• GIVEN DATA:
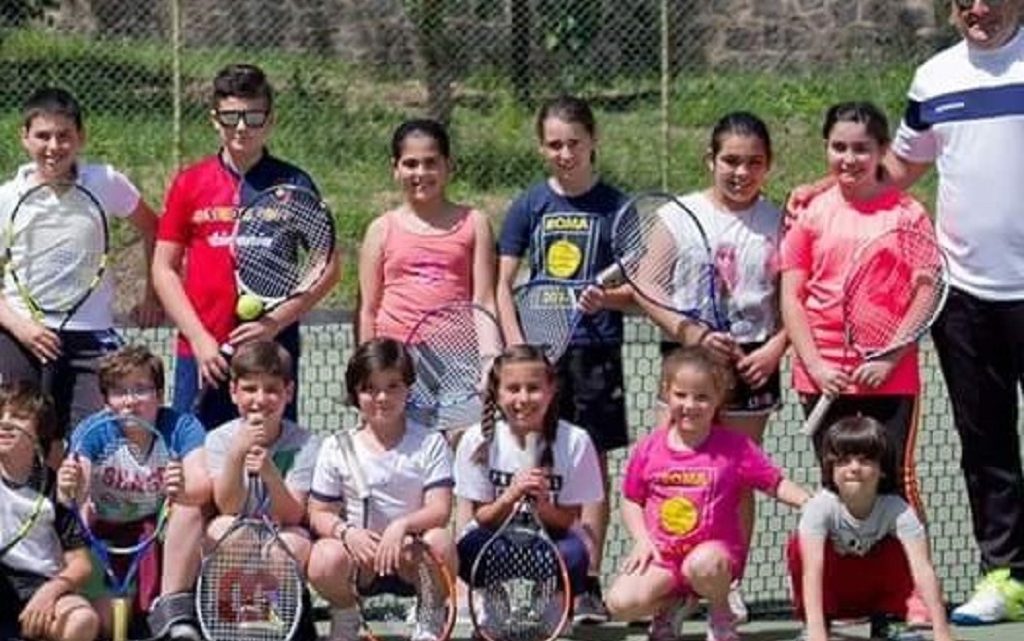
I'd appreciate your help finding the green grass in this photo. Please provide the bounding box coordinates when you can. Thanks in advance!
[0,31,934,306]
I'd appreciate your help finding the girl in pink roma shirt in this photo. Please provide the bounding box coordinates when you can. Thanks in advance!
[607,347,808,641]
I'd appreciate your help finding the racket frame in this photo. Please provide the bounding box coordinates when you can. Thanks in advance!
[468,432,572,641]
[597,189,729,332]
[4,180,111,332]
[404,301,505,431]
[512,279,585,364]
[800,227,949,436]
[229,184,338,315]
[196,472,305,641]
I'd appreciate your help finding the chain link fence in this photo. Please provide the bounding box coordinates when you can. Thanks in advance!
[117,311,991,614]
[0,0,1007,608]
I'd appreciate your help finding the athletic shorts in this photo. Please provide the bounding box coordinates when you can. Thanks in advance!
[558,345,630,453]
[786,535,913,619]
[660,341,782,414]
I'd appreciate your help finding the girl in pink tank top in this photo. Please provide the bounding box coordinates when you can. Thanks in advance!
[358,120,495,343]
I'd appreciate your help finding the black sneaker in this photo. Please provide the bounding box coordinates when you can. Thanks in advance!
[572,576,608,625]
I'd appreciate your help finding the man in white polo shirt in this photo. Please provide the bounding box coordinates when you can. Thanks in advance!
[885,0,1024,625]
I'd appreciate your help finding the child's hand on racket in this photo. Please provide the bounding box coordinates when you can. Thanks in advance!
[17,581,68,639]
[227,314,282,347]
[577,285,607,313]
[345,527,381,567]
[736,342,784,389]
[697,332,743,362]
[622,538,662,574]
[57,456,83,504]
[507,467,548,501]
[191,332,230,385]
[807,361,850,396]
[164,459,185,501]
[10,316,60,364]
[374,518,408,576]
[852,352,902,389]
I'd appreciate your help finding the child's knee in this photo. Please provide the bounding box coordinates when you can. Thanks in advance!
[682,542,732,587]
[57,603,99,641]
[306,539,351,586]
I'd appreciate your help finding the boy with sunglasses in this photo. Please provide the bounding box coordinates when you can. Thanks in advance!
[153,65,338,429]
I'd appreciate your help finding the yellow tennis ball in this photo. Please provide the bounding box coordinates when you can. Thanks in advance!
[234,294,263,321]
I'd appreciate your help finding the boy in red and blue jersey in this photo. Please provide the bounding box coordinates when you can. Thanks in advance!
[153,65,338,429]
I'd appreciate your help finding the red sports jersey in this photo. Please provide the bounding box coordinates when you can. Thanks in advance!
[157,154,315,355]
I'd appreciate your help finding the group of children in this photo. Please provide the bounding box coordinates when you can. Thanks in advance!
[0,57,949,641]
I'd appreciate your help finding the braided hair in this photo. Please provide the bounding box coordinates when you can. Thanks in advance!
[472,345,558,467]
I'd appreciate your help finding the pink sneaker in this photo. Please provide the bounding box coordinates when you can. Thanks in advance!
[708,609,739,641]
[906,589,932,628]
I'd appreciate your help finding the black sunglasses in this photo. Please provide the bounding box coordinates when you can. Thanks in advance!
[213,110,270,129]
[953,0,1006,11]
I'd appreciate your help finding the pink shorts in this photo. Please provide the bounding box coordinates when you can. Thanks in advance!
[787,535,913,619]
[654,542,743,599]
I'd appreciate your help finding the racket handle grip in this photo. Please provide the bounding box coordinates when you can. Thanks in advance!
[111,597,128,641]
[800,394,836,436]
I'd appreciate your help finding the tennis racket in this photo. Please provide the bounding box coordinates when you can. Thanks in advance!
[598,191,730,332]
[71,412,176,641]
[469,432,572,641]
[336,431,456,641]
[193,184,336,413]
[406,301,505,430]
[196,474,303,641]
[0,422,49,561]
[802,227,949,435]
[4,182,110,385]
[513,280,583,362]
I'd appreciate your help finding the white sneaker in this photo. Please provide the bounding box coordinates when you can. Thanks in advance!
[949,570,1010,626]
[647,597,697,641]
[729,581,751,626]
[328,607,362,641]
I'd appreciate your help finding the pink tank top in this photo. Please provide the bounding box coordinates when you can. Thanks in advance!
[376,208,476,341]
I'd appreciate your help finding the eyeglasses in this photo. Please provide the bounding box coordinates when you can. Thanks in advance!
[106,385,157,400]
[953,0,1006,11]
[213,110,270,129]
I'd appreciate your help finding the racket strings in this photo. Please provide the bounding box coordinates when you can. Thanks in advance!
[612,196,723,326]
[844,228,947,356]
[234,188,335,299]
[407,304,503,425]
[477,530,568,641]
[516,283,580,362]
[200,525,302,641]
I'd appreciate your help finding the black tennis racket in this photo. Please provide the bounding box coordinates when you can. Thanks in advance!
[0,422,49,561]
[196,474,303,641]
[469,432,572,641]
[4,181,110,385]
[598,191,730,332]
[71,412,176,641]
[336,431,456,641]
[406,301,505,430]
[513,280,585,362]
[193,184,336,413]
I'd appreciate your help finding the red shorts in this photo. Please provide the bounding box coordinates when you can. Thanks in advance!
[787,535,913,619]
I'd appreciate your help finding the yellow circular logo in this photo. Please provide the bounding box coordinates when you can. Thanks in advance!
[547,240,583,279]
[660,497,697,535]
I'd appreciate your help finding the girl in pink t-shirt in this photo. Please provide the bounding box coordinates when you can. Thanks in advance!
[781,102,934,515]
[358,120,496,342]
[606,347,808,641]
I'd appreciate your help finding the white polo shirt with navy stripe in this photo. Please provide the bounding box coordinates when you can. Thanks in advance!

• WRITTEN TASK: Copy out all of the data above word for word, with no changes, and omit the pictures.

• RESPONSE:
I'd appreciate your help finding the green grass in this photo. Please provide the bounding box coordinates when you can. Thanks in advance!
[0,31,934,306]
I'd appreciate your help finding the girl in pink roma shirt in this photo. Please provide the bounding box coordinates when you can. Thanks in advance!
[607,347,808,641]
I'd appreciate your help finding the racket frame in this photo. Please provide the bounding box coordinates when you can. Thanks in advance!
[468,432,572,641]
[597,189,729,332]
[4,180,111,332]
[404,301,505,431]
[512,279,585,364]
[800,227,949,436]
[229,184,338,315]
[196,472,305,641]
I'd appreciate your help finding the chain link fence in this photo. Please provide the bounding box coordinates when you can. Thanks in advance!
[117,311,991,614]
[0,0,1007,608]
I'd appreciate your help finding the athletic shorts in this photo. Please provide the bounding box coordinates when you can. Thanks in advance!
[558,345,630,453]
[786,535,913,619]
[660,341,782,414]
I'd appreciate your help finding the girl in pink tank top in this photo. Please provide the bounding box coordinates when you can. Thanks in advance!
[358,120,495,343]
I'd appreciate your help finding the black sneaker in this photo. Please provide the bounding box coordinates when you can. Thanks in advance!
[572,576,608,625]
I'd appreciate your help finding the man in white polo shirt in this photo. Please provide the bounding box coordinates when you can. Thanks in advance!
[885,0,1024,625]
I'd appreciate your help finding the child's hand on racket in this photo. Please provide the bounding box coordinates when you can. Thanks in advance!
[17,581,68,639]
[227,314,282,347]
[577,285,607,313]
[345,527,381,567]
[736,342,784,389]
[697,332,743,362]
[622,538,662,574]
[57,456,83,504]
[507,467,548,501]
[191,332,230,385]
[807,361,850,396]
[164,459,185,501]
[10,316,60,364]
[374,518,408,576]
[852,352,902,389]
I'd appreciate your help finding the child's knee in this photo. Please provide the bounding box coordinates when you can. Thanks in advance!
[682,542,732,587]
[57,603,99,641]
[306,539,351,586]
I'd appreciate your help finding the boy with sunglasses in this photo. Please provide the bounding box coordinates when you can. Thanks in advance!
[153,65,338,429]
I'd appreciate your help finding the yellow tennis ball in this photo. Please provide the bounding box coordinates when you can. Thanks in advance!
[234,294,263,321]
I'd appreciate your help finding the boy in red and blue jersey in this photo. Please provide the bounding box coordinates when you can. Thanks in advance!
[153,65,338,429]
I'd appreciate your help finding the red sports jersey in this photo. Please provide the bounding box coordinates when you can. Thanks in advance!
[157,154,315,355]
I'd appreciate your help finding the group of children in this photo. Please provide the bounding box coordinates when you can. Thanks in advance!
[0,57,949,641]
I'd appreciate your help finding the braided hair in this photo. Please provide the bounding box coordinates when you can. Thanks in advance!
[472,345,558,467]
I'd appreciate your help finding the pink sneaker in this photo. Please provide the bounding box coordinates when you can. Thanks in advance!
[708,609,739,641]
[906,589,932,628]
I'd appreciate your help finding the black sunglasses in this photo. Please provide the bounding box coordinates when you can. Thanks in advance!
[213,110,270,129]
[953,0,1006,11]
I'd appreciate your help finding the pink shorts in this photo. Please provide the bounding box coordinates when you can. Thanks in advance!
[787,535,913,619]
[654,542,743,599]
I'd appreciate your help finding the racket handle grip in this photo. Please provide the bounding box coordinates when you can. Thanks in advance!
[111,597,128,641]
[800,394,836,436]
I'd appreciate your help finding the tennis racket in this photo. Please provide the bounding box coordinates when you can. Thanks in advance!
[598,191,730,332]
[71,412,176,641]
[469,432,572,641]
[336,431,456,641]
[193,184,336,413]
[406,301,505,430]
[196,474,303,641]
[0,422,49,561]
[802,227,949,435]
[4,182,110,385]
[513,280,583,362]
I'd appreciate your help finding the white sneaker in this photo. Please provide the bounding box coordinates when you can. Thanks in advance!
[949,570,1010,626]
[647,597,697,641]
[729,581,751,626]
[328,607,362,641]
I'd appreciate your help finding the pink tank top in this photo. Please provide the bounding box coordinates when you can. Thanks in advance!
[376,208,476,341]
I'd appreciate your help finding the eyeglasses in this photo. Please provide the bounding box coordinates when you can. Thanks in advance!
[106,385,157,400]
[953,0,1006,11]
[213,110,270,129]
I'd appreciate your help finding the racket strings in this photo. Please provide the bounding box coordinates when you can. Thanks in advance!
[612,196,723,326]
[844,228,947,356]
[234,188,335,299]
[407,304,503,425]
[477,530,568,641]
[516,283,580,362]
[200,525,302,641]
I'd appreciate your help finding the black tennis racket in this photo. Please provide the bounding box coordinates when you can. Thanks in advance!
[0,422,49,561]
[196,474,303,641]
[469,432,572,641]
[4,181,110,385]
[598,191,730,332]
[71,412,176,641]
[336,431,456,641]
[406,301,505,430]
[513,280,585,362]
[193,184,336,413]
I'd appreciate your help finding the red shorts in this photo. Please provide the bounding box coordinates when you can. Thanks in advance!
[787,535,913,619]
I'd appreciate your help finding the yellow circular logo in this photo. Please provide the bounding box coordinates when you can. Thanks in advance!
[547,240,583,279]
[660,497,697,535]
I'd appreciate your help finding the girl in pink t-shirt in this photo. Please provide the bounding box coordinates when you can. Thanks in advance!
[781,102,934,515]
[358,120,496,342]
[606,347,808,641]
I'd appreciate your help finding the white polo shirt with navy stripe in this photo. Please provide the bounding box coordinates when you can. Thanks in advance!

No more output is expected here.